(Referring expression data)
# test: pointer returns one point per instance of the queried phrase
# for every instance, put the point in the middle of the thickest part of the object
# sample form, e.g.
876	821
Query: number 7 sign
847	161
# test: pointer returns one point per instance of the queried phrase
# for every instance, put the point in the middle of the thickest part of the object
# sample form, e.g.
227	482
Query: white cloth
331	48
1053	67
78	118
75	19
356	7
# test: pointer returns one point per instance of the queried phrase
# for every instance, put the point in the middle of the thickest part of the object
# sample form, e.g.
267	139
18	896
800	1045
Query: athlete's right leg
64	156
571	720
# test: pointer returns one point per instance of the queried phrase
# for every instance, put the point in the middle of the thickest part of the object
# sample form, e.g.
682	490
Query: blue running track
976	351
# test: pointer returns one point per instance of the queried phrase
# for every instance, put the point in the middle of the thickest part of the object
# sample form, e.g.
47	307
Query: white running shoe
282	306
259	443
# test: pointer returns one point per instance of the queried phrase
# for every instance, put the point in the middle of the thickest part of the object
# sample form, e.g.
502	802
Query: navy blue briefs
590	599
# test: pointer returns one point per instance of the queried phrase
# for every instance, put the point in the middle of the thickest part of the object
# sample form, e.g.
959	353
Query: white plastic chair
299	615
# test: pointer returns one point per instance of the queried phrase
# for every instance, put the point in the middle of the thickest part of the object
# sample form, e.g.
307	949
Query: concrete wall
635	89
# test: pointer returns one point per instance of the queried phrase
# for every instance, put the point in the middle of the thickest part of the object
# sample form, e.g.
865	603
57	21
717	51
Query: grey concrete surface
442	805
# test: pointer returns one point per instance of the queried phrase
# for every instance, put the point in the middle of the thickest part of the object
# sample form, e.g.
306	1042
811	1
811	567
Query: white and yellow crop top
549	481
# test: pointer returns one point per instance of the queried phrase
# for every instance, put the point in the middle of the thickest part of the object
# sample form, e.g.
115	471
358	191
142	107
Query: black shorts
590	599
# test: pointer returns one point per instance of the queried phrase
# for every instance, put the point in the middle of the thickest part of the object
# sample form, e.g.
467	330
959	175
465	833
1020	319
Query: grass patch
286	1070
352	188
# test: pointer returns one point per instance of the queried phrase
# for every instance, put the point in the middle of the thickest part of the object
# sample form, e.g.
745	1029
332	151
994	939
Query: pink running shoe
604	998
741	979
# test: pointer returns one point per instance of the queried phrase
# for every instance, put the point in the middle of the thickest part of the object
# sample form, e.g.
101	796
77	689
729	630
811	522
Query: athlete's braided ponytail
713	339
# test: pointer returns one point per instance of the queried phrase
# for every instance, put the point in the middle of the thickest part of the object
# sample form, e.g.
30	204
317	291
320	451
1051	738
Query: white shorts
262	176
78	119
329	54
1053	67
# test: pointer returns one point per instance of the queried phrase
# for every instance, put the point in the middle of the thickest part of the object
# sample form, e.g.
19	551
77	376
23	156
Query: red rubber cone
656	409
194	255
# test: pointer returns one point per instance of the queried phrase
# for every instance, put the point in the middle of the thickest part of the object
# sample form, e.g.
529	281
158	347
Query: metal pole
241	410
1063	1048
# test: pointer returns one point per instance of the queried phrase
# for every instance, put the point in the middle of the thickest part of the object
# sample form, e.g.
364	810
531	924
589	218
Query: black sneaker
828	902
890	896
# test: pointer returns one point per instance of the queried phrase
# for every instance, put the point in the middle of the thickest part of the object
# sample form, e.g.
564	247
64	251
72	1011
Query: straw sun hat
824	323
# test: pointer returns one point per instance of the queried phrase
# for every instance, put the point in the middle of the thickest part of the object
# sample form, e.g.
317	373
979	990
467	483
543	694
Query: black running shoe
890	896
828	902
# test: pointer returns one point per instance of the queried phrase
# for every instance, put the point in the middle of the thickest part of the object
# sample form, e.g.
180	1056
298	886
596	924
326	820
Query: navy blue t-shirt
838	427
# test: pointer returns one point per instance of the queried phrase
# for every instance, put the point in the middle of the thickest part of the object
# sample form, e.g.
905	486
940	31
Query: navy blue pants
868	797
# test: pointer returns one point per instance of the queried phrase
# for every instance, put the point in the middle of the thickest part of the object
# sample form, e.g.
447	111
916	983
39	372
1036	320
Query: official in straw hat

Instructions for the task:
Take the entries above and return all of them exactly.

Written answer:
# test: pointer returns one point per instance of the queried phrase
# for every instance, put the point in the middle of the thickest part of the object
# sample form, e.g.
876	821
Query: number 7 sign
847	161
# test: pointer returns one point per instance of the queried phrase
# for every instance, put the point in the middle of the thickest part of the object
# sample form, e.g.
227	482
Query: white cloth
331	48
1053	67
78	118
75	19
356	7
# test: pointer returns one point per instance of the queried phrase
# for every instance, put the point in the middle of the thickest part of the object
# sample form, e.g.
267	139
18	896
800	1045
Query: athlete's right leg
64	156
571	720
# test: pointer returns one point per instance of the queried phrase
# for every instance, put the point in the middle of the thickest part of the object
# sample form, e.g.
682	490
Query: blue running track
976	351
# test: pointer returns one point per instance of the queried phrase
# for every instance, put the point in the middle of the thickest part of the object
# sample form, e.g.
47	307
Query: white running shoe
282	306
259	443
# test: pointer returns one point per instance of the queried phrase
# for every instance, put the point in the middle of the thickest part of the object
# sample form, e.g.
502	802
Query: navy blue briefs
590	599
# test: pointer returns one point per instance of the queried phrase
# for every instance, put the point in the middle of the thickest part of the object
# sample form, e.g.
959	353
Query: white plastic chair
299	615
# test: pointer returns one point per instance of the queried phrase
# for every instance, put the point in the middle of the thickest part of the object
# sample form, e.g.
307	949
Query: concrete wall
635	89
# test: pointer returns one point per instance of the queried phrase
# for every instance, put the point in the middle of the thickest part of the object
# sample form, e.g.
865	603
57	21
717	51
Query: grey concrete surface
442	805
# test: pointer returns one point per instance of the queried phrase
# for every instance, put the point in the middle of the thickest part of the object
# sample form, e.g.
306	1042
811	1
811	567
Query: white and yellow crop top
549	481
# test: pointer returns one point per instance of the queried phrase
# for every instance, put the point in the middle of the thickest part of the object
# sample form, e.g.
115	471
358	191
142	107
Query: black shorts
590	599
# test: pointer returns one point per instance of the queried phrase
# for every instance, put the point in the middle of the thickest part of the object
# sample form, e.g.
467	330
959	175
465	833
1020	319
Query: grass patch
286	1070
352	188
# test: pointer returns one point per instance of the queried phrase
# for every instance, put the point in the middle of the thickest part of the object
# sample form, e.g.
745	1029
332	151
994	939
Query: pink running shoe
604	998
741	979
# test: pointer returns one point per instance of the queried phrase
# for every instance, put the point in the middle of the thickest part of the object
# sample form, e.g.
101	796
77	689
729	630
811	522
Query: athlete's braided ponytail
713	339
# test: pointer returns one point per instance of the queried phrase
# for every instance, put the point in the middle of the thickest part of the object
# sample form, e.g.
30	204
317	291
320	451
1051	738
Query: white shorts
262	176
78	119
329	54
1053	67
# test: pointer returns one point per instance of the queried phrase
# for every instance, put the point in the middle of the thickest part of the object
# sample form, e.g.
19	551
77	376
23	156
Query: red rubber cone
656	409
194	255
# test: pointer returns one point per instance of the queried phrase
# for every instance, put the point in the middle of the thickest part of the object
# sample form, e.g.
529	281
158	347
Query: metal pole
241	410
1063	1048
# test: pointer returns one point per instance of the queried phrase
# for every instance, put the point in the middle of the thickest part of the object
# sample form, e.g.
364	810
531	924
589	218
Query: black sneaker
828	902
890	896
# test: pointer returns one point per instance of the queried phrase
# for every instance, put the point in the middle of the thickest part of the object
# sample form, e.g.
564	247
64	251
72	1011
Query: straw sun hat
824	323
# test: pointer returns one point per instance of the queried phrase
# for every instance, put the point in the middle of the thickest part of the object
# sample form, e.g.
317	373
979	990
467	483
543	694
Query: black running shoe
890	896
828	902
# test: pointer returns one point per instance of the queried phrase
# for every instance, put the point in the middle of the thickest part of the object
# sample form, e.g.
180	1056
298	886
596	924
326	820
Query: navy blue t-shirt
838	427
# test: pointer returns one point per instance of the queried phrase
# for every instance, put the point in the middle of the thickest part of the object
# sample form, e.g.
905	486
940	31
Query: navy blue pants
868	797
# test: pointer returns one point per instance of the queried phrase
# for every instance, put the point in the middle of the thickest part of the object
# sample form, e.g.
447	111
916	983
39	372
1036	320
Query: official in straw hat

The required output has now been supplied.